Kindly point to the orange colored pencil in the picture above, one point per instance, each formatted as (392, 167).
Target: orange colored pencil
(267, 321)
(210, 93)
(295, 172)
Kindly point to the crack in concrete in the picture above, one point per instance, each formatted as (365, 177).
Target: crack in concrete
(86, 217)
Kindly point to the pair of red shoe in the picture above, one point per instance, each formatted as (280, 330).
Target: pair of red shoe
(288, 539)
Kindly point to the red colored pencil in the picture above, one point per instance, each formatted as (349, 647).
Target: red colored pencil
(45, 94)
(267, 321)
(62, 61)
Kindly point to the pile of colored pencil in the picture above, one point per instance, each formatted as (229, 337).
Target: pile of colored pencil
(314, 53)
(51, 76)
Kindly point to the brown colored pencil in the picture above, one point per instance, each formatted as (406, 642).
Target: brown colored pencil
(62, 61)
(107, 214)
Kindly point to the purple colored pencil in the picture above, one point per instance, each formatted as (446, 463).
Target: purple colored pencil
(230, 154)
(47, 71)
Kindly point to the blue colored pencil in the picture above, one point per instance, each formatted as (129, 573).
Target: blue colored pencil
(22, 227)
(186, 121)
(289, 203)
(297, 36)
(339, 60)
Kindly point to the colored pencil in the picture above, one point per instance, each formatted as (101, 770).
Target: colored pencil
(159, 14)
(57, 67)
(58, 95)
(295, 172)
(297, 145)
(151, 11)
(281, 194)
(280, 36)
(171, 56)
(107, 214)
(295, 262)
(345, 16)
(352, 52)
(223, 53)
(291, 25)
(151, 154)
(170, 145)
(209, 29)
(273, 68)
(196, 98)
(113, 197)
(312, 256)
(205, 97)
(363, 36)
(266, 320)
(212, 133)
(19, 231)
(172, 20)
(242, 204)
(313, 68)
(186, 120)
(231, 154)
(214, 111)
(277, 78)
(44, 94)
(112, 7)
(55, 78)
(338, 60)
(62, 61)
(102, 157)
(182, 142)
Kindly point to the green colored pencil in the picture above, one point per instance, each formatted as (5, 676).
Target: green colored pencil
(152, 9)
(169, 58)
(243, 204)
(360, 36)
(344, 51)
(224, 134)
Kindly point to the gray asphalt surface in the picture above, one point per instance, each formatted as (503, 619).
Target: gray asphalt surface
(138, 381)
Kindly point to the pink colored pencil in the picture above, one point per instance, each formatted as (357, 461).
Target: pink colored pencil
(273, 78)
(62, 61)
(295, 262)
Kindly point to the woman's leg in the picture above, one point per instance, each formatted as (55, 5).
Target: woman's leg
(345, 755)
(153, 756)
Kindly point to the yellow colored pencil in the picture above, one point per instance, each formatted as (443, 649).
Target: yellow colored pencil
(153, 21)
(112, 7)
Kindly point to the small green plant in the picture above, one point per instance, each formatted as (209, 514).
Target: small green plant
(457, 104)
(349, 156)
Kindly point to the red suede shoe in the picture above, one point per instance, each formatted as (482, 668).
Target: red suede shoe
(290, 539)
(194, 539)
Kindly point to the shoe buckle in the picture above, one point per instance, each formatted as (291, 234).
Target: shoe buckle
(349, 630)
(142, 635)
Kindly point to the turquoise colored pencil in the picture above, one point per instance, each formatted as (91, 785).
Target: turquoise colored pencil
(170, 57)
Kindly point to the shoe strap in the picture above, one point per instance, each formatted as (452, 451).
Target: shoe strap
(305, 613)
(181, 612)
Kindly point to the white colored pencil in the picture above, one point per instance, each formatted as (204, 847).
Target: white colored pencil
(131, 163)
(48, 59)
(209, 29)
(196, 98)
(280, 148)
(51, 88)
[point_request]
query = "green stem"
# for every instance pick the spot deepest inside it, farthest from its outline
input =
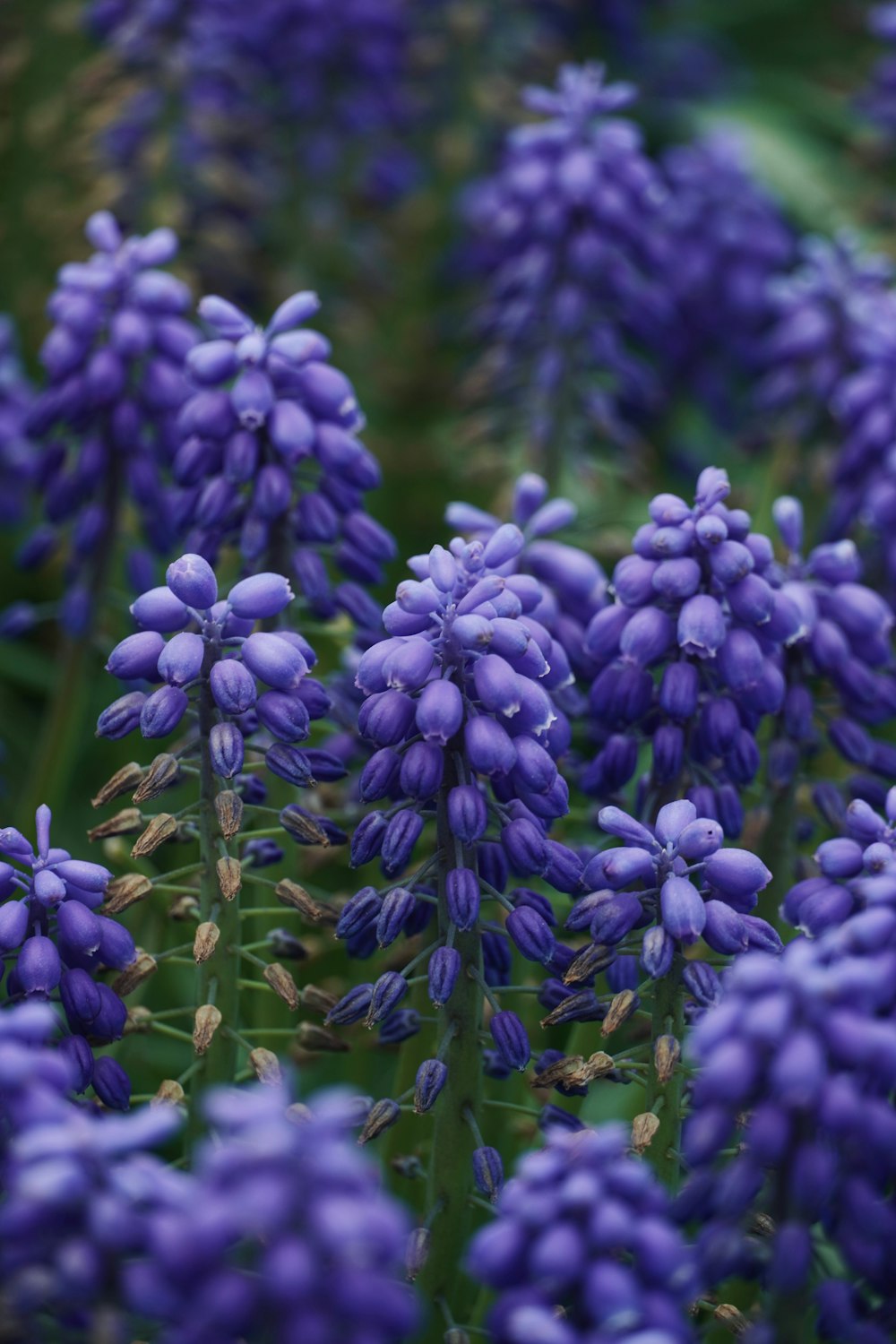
(665, 1098)
(460, 1021)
━━━
*Exercise goal*.
The lines to retype run from the start of the entries through the line containing "Kindly point to the green"; reproduce them exactly and add nothing.

*Exercise solution*.
Kindly point to the orange colored pencil in the picture above, one point per instance, each formatted as (392, 167).
Target: orange colored pencil
(267, 321)
(210, 93)
(295, 172)
Kindly point to the crack in concrete in the picture above, one point per instance, each formatted as (365, 177).
Target: crack in concrete
(86, 217)
Kindly point to the pair of red shoe in the picture above, one point per instance, each formatted as (280, 330).
Target: pair of red shoe
(288, 539)
Kindly point to the red colored pencil in the picture above, one point per instance, each formatted as (349, 647).
Target: red colored pencil
(45, 94)
(267, 321)
(62, 61)
Kindly point to the pile of colored pencil in the picture above, one point per instance, each formatted as (229, 337).
Target: pile of colored pencil
(314, 53)
(51, 76)
Kindly point to the brown colored pencil in the picture above, one point per instance, each formatted as (406, 642).
Target: brown colored pencil
(62, 61)
(107, 214)
Kindly point to the purple colored pencil in the picture above, one point per instance, each formatted as (446, 463).
Target: purple colored pencil
(230, 154)
(47, 71)
Kindly point to the blue colored pencil in the picture above, one point per instance, each formatted as (129, 573).
Target: blue colored pencil
(22, 227)
(186, 121)
(289, 203)
(297, 36)
(339, 60)
Kindly point to the colored pencil in the picture above, one point per instance, each formatted as (101, 770).
Target: colored pencil
(159, 14)
(57, 67)
(58, 95)
(295, 172)
(297, 145)
(151, 11)
(281, 194)
(280, 36)
(171, 56)
(107, 214)
(295, 262)
(345, 16)
(352, 52)
(223, 53)
(291, 25)
(151, 154)
(170, 145)
(209, 29)
(273, 68)
(196, 98)
(113, 197)
(312, 256)
(205, 97)
(363, 36)
(266, 320)
(212, 133)
(19, 231)
(172, 20)
(242, 204)
(313, 68)
(186, 120)
(231, 154)
(214, 111)
(277, 78)
(44, 94)
(112, 7)
(55, 78)
(338, 60)
(62, 61)
(102, 157)
(182, 142)
Kindly point to the green colored pencil in the picture above, one point per instance, each formatted as (5, 676).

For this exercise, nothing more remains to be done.